··· 本文抜粋

NTTインターコミュニケーション・センター [ICC] が半年間の休館を経て,10月22日より長期展示「オープン・スペース 2011」および特別展「三上晴子 欲望のコード」を開催する。

「オープン・スペース 2011」は年度ごとに展示内容を変えながら入場無料で公開しており、国内外の著名アーティストや新進アーティストによるメディア・アート作品、現在進行中のプロジェクトを展示するほか、社会とメディア、アートの関わりの変遷をまとめたテーマ展示コーナーも展開される。

出品作家は岩井俊雄、重田祐介、渋谷慶一郎+evala、鈴木康広、津島岳央、寺田尚樹+野老朝雄+長岡勉+鳴川肇、グレゴリー・バーサミアン、デイヴィッド・ボウエン、真鍋大度+石橋素、IAMASサーフェイス・インターフェイス・デザイン・プロジェクト

右:IAMAS サーフェイス・インターフェイス・ デザイン・プロジェクト
左:やくしまるえつこ《ルル》MVより 監督:真鍋大度 ロボットアーム制御:石橋素
右:鳴川肇《平行カメラ》2011(参考図版)※「ICCキッズ・プログラム 2011 トランス・スケール〈ものさし〉をかえてみよう」展示風景 撮影:木奥恵三
左:津島岳央《石の見た夢》2010


また、同時にオープンする特別展として、2010年に山口情報芸術センター [YCAM] にて委嘱制作し公開された、三上晴子による大規模なインタラクティヴ・インスタレーション《欲望のコード》の新ヴァージョンも発表される。

三上晴子は、「情報環境と身体」をテーマに、コミュニケーション・テクノロジーとその情報生態系が生み出す相互作用の中で自身の芸術表現を行なってきたアーティスト。

この作品では「現在の情報化された環境と知覚に生きるわたしたちの新たな欲望とはなにか」を問題意識として、映像、音響、データなど、さまざまなネットワーク環境からの情報を、自律的なシステムを持つコードによって再構成することで制作されている。

また、関連展示として、三上晴子により1996年にキヤノン・アートラボで制作発表された視覚の実験である《モレキュラー・インフォマティクス―視線のモルフォロジー》がYCAMでの再制作ヴァージョンとして発表される。
この作品は,体験者の視線を視線入力装置によって感知し、それによって描かれる形態を、仮想の3次元空間内に生成していくインスタレーション。「視ることそのものを視る」「無意識と意識の連鎖」というふたつのコンセプトから、空間と身体の対応関係を再考しようとしたものだ。

震災以降、待ちに待った展示再会となるICC。
オープンスペースと特別展、どちらもお見逃しなく。

······

[作業要件]
1. ICCの展示紹介のうち、「三上晴子は、「情報環境と身体」から「震災以降、待ちに待った展示再会となるICC。」までの部分を一字一句変えずに出力せよ。
2. ICCの展示紹介によると、《モレキュラー・インフォマティクス―視線のモルフォロジー》はどのような仕組みの作品で、どのようなコンセプトから何を再考しようとしたものか。1〜3文で説明せよ。

··· 利用できるデータ

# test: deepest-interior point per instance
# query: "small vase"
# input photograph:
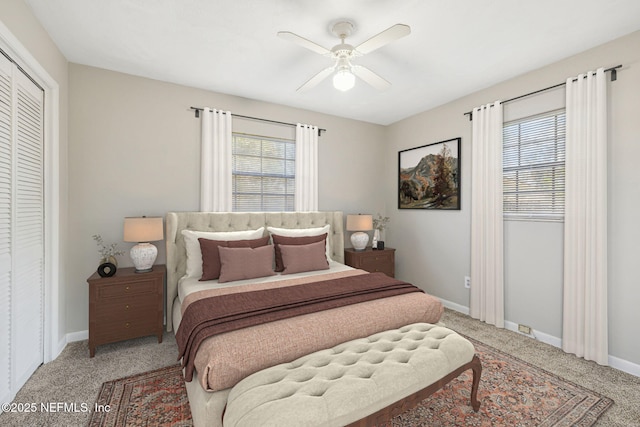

······

[課題別の出力]
1.
三上晴子は、「情報環境と身体」をテーマに、コミュニケーション・テクノロジーとその情報生態系が生み出す相互作用の中で自身の芸術表現を行なってきたアーティスト。

この作品では「現在の情報化された環境と知覚に生きるわたしたちの新たな欲望とはなにか」を問題意識として、映像、音響、データなど、さまざまなネットワーク環境からの情報を、自律的なシステムを持つコードによって再構成することで制作されている。

また、関連展示として、三上晴子により1996年にキヤノン・アートラボで制作発表された視覚の実験である《モレキュラー・インフォマティクス―視線のモルフォロジー》がYCAMでの再制作ヴァージョンとして発表される。
この作品は,体験者の視線を視線入力装置によって感知し、それによって描かれる形態を、仮想の3次元空間内に生成していくインスタレーション。「視ることそのものを視る」「無意識と意識の連鎖」というふたつのコンセプトから、空間と身体の対応関係を再考しようとしたものだ。

震災以降、待ちに待った展示再会となるICC。

2. 体験者の視線を視線入力装置で感知し、それによって描かれる形態を仮想の3次元空間内に生成していくインスタレーションである。「視ることそのものを視る」「無意識と意識の連鎖」というふたつのコンセプトから、空間と身体の対応関係を再考しようとしたものである。